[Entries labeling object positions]
>>>>
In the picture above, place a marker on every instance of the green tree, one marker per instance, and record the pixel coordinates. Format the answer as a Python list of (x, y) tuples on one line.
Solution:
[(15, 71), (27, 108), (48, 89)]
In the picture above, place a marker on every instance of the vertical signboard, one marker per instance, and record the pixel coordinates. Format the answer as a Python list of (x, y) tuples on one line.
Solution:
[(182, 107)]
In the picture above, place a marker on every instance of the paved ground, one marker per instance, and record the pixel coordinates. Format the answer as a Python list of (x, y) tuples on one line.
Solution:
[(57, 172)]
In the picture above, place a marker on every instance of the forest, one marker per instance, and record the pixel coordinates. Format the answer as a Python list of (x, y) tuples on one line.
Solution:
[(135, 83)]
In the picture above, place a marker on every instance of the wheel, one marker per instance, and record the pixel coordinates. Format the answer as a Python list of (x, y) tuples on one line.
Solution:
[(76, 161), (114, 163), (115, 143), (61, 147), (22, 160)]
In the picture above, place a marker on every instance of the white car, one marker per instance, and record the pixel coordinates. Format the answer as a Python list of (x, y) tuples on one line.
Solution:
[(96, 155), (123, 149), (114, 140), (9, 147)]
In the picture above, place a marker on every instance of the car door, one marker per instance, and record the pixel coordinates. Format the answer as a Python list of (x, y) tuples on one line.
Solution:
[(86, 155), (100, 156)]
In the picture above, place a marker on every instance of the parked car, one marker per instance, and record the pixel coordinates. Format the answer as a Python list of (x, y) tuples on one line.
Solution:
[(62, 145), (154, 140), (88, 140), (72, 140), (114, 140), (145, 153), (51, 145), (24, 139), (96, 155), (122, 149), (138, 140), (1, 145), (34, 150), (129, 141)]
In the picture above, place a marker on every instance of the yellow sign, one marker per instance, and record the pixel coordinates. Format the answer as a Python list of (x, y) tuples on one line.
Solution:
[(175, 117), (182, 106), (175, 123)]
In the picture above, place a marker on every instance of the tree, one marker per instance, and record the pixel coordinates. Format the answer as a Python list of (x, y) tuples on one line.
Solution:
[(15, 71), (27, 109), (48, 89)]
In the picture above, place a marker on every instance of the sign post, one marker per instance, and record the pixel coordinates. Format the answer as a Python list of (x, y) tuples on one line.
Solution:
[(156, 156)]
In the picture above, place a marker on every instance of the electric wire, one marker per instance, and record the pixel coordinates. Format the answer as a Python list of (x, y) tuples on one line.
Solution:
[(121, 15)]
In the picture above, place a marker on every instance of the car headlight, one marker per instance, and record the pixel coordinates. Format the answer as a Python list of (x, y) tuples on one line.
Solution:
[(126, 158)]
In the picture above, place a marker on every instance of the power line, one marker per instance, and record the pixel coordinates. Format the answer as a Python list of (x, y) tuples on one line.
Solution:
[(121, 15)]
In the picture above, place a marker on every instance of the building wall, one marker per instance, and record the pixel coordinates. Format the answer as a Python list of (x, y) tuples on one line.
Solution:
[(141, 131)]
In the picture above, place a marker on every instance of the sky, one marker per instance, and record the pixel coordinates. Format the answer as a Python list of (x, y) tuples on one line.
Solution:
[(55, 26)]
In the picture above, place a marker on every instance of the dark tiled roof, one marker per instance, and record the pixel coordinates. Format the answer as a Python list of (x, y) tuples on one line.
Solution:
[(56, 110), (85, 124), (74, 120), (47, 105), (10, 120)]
<<<<
**Problem to solve**
Format all of the material above as a numbered list, one line per item, and leave out any blank lines.

**Task answer**
1. In the picture above, place a marker on every instance of the green tree, one marker per instance, and record the pixel coordinates. Format the answer as a Python list of (x, y) tuples on one line.
2. Solution:
3. [(15, 71), (27, 108), (48, 89)]
4. In the picture above, place a marker on every instance of the vertical signboard, one marker per instance, and record the pixel coordinates. Format the answer as a Python list of (x, y) tuples on one line.
5. Solution:
6. [(182, 107)]
7. In the picture above, place a marker on every instance of the paved ground, one marker per instance, and record the pixel coordinates. Format the answer as a Python list of (x, y) tuples on one line.
8. Solution:
9. [(57, 172)]
10. In the picture above, place a marker on every instance of the forest, one marker per instance, and record the pixel coordinates. Format the answer as a Python list of (x, y) tuples on one line.
11. Solution:
12. [(135, 83)]
13. In the picture above, place a marker on every instance of the wheel, one marker per instance, and record the pixel coordinates. Format the answer as a Python list of (x, y) tuples on one line.
14. Solution:
15. [(76, 161), (114, 163), (115, 143), (61, 147), (22, 160)]
16. In the picture above, place a marker on every instance of the white car, one marker per instance, and record the pixel coordinates. Format the answer as a Python list of (x, y) tuples on one line.
17. Solution:
18. [(96, 155), (123, 149), (114, 140), (9, 147)]
19. In the picture above, place a marker on every instance of the car door, one marker per instance, and record the pixel coordinates. Format the answer as a Python list of (x, y) tuples on one line.
20. Solution:
21. [(86, 155), (100, 156)]
22. In the picture above, place a marker on every instance of the parked car, one marker per instance, and record the pixel coordinates. Format the answer as a Python list of (x, y) tuples on one line.
23. Solution:
24. [(62, 145), (154, 140), (88, 140), (72, 140), (114, 140), (145, 153), (51, 145), (24, 139), (96, 155), (122, 149), (138, 140), (1, 145), (34, 150), (129, 141)]
25. In the picture above, place a marker on every instance of the yellow sign, one marker per instance, and record the pixel coordinates. Format the answer as a Python list of (x, y) tuples on one line.
26. Solution:
27. [(175, 117), (182, 106), (175, 123)]
28. In the picture above, place a marker on every instance of the tree, one marker per instance, and record the pixel coordinates. Format the answer as a Python list of (x, y) tuples on one line.
29. Solution:
30. [(15, 71), (27, 109), (48, 89)]
31. In the picture above, place a marker on every instance of the sign post, one marker per instance, and record the pixel coordinates. Format the answer as a Python list of (x, y) tuples on one line.
32. Solution:
33. [(156, 156)]
34. In the picture above, place a marker on every instance of the electric wire, one marker per instance, and record the pixel coordinates. Format the answer as a Python list of (x, y) tuples on one line.
35. Solution:
36. [(121, 15)]
37. In the picture above, place a marker on every instance of the car headlight, one marker per instance, and record the pixel coordinates. Format the answer as a Python list of (x, y) tuples on one line.
38. Solution:
39. [(126, 158)]
40. In the picture above, place a marker on every instance of the power line, one marker per instance, and record the pixel coordinates. Format the answer as a Python list of (x, y) tuples on one line.
41. Solution:
42. [(121, 15)]
43. In the picture above, place a marker on every instance of the building wall, one marker per instance, and record the pixel coordinates. Format the answer as a Python list of (x, y) tuples on one line.
44. Solution:
45. [(141, 131)]
46. In the picture above, place a marker on every instance of the sky, one marker per instance, and record the pixel coordinates. Format the answer as a Python list of (x, y) tuples on one line.
47. Solution:
48. [(55, 26)]
49. In the picture above, place a marker on every instance of the dark tiled roof, one marker per instance, and record the pixel coordinates. Format the answer as a Python list of (x, y) tuples on one line.
50. Solution:
51. [(56, 110), (85, 124), (74, 120), (47, 105), (10, 120)]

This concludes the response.